= WORK REQUIRED =
The records should be repeated word for word, pictures excluded.

= SUPPLIED MATERIAL =
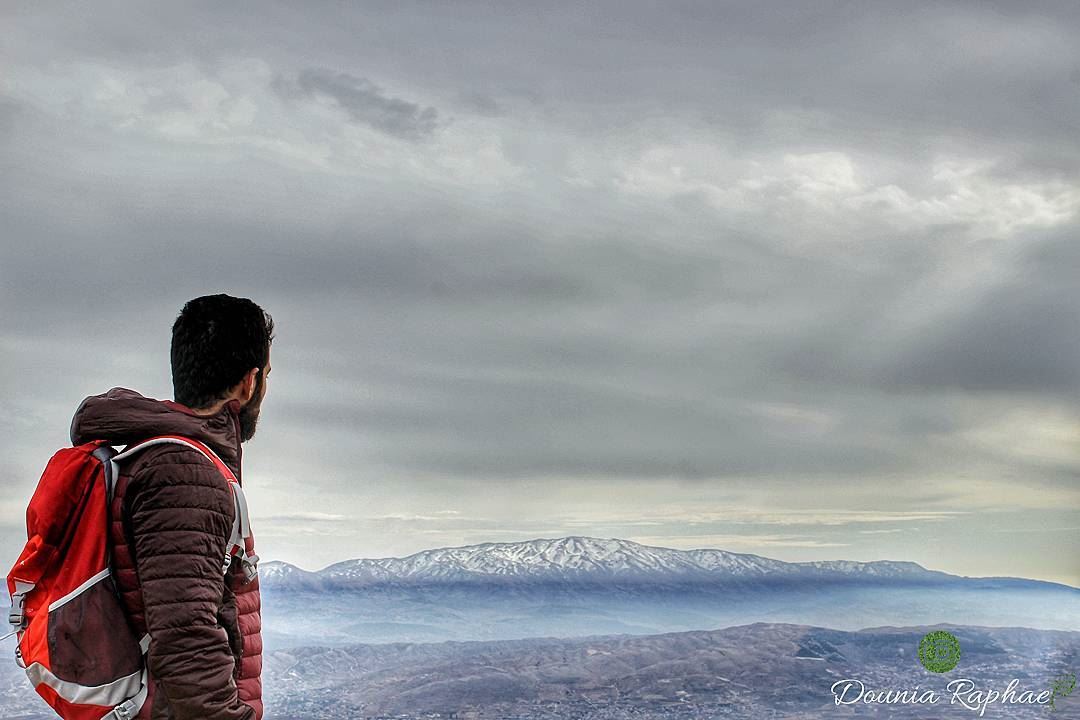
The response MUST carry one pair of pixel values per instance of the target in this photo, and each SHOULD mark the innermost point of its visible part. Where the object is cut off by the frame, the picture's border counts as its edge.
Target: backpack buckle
(251, 567)
(15, 616)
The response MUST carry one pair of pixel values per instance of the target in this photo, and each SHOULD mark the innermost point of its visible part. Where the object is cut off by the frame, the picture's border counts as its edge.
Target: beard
(250, 411)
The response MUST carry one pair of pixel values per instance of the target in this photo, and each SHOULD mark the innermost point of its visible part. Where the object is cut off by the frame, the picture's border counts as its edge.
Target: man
(172, 513)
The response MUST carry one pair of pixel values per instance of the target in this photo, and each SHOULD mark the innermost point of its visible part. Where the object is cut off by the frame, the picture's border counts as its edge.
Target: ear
(248, 384)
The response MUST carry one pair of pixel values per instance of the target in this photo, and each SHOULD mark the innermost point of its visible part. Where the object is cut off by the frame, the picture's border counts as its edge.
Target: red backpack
(75, 640)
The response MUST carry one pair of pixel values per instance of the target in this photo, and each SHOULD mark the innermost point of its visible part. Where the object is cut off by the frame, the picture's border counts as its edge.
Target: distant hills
(758, 670)
(577, 586)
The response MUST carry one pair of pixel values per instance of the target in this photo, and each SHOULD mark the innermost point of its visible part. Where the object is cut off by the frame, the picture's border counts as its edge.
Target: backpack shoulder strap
(241, 521)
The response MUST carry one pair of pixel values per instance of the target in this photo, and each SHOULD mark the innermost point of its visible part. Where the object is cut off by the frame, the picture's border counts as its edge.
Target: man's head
(220, 351)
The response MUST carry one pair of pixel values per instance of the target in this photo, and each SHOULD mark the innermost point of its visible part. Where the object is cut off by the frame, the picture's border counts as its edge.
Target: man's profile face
(250, 411)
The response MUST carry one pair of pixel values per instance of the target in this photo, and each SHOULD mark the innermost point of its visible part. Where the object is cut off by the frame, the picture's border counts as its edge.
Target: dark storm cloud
(365, 103)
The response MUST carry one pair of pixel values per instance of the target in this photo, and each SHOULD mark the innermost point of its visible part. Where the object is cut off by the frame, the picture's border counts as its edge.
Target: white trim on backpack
(112, 693)
(79, 591)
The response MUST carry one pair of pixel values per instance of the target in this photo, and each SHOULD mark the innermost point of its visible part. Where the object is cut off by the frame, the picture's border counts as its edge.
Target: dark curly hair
(216, 340)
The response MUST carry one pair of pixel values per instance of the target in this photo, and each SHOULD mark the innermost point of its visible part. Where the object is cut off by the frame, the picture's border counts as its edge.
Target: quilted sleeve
(180, 516)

= WRITTEN ANSWER =
The response MUST carry one pair of pixel values per instance of the target in this photo, and each SHOULD mark the innermost point of its visible part. Where the object is cut off by the frame, the picture's border counts as its edge.
Target: backpack buckle
(251, 567)
(15, 616)
The response MUST carry one pair of pixel values per instance of the target in this photo, and each SHOULD mark the innermost point of its visible part. Where the object is cut off by the frame, the picture's border counts as its edge.
Target: beard
(250, 411)
The response MUST carry one pair of pixel values per instance of the target in this photo, and each SHOULD mark the innermost point of its visible part. Where the object is cut off by the frame, the picture's border counts as its edge.
Target: man
(172, 513)
The response MUST carry one pair of pixel values per instance of the target in this photo, and each SHOULD mark the innermost point of its visible part. Where the object is cut off by the frame, the picture's border counts as its edge.
Target: ear
(248, 384)
The response MUST carry one pair of pixel values per instance of the target in this photo, and each SHOULD mark the innermost point of its visible part. Where the object is cut off by the frame, the picture's border counts as its edge.
Target: red backpack
(75, 640)
The response MUST carry one pair of pixel values per instance of the target in this photo, and each SHOULD mark the innermost point of its visible part. Where the object is cut off by the frame, the picture's border counts as its edge.
Target: distant hills
(758, 670)
(577, 586)
The response MUST carry one pair of pixel values per instance of the target in this photo, and each SHOULD mark the innermost point of its visible part. Where the object is cut off by the frame, the picture's border counts as its edge.
Target: backpack shoulder strap
(241, 521)
The response MUST carry one pair of pixel values per instance of the target in this photo, and each SHOULD mark the innermost point of its visible part. Where the object is cut off by the frame, the picture's border counts as its edge.
Target: man's head
(220, 351)
The response MUST carry one pair of pixel values per instance of the target in this photo, and each SHOULD mark the innermost point of its visible part. Where the object is cut off by the frame, the picture's border counts as its edge.
Target: man's profile face
(250, 411)
The response MUST carry one pair of pixel values per instance of the target in this photo, and each SHOULD mark the innermost point of its visible part. Where the object is cut off by the frame, the picture's border counts as its edge.
Target: dark storm cloud
(365, 103)
The response MUST carry one pair of pixel values per instance of the target in this photo, and each SHOULD mark the innermost point of its visible part. Where the object is cut off by the frame, the picture's border counts as its edge.
Target: white trim on backpack
(112, 693)
(79, 591)
The response MUST carry one pair of pixel values per instance of the target in this photo, and each SHOULD mark the innermost point of its visible part. Where the object is cut off by the frame, the picture's border counts as its edge.
Target: dark curly hair
(216, 340)
The response MUST carry one pair of pixel values per instance of the target in this photo, and each SHOULD mark the innermost point of its visible part. Where the object is cut off by the frame, the picture's border counts as its edge.
Target: quilted sleeve
(180, 516)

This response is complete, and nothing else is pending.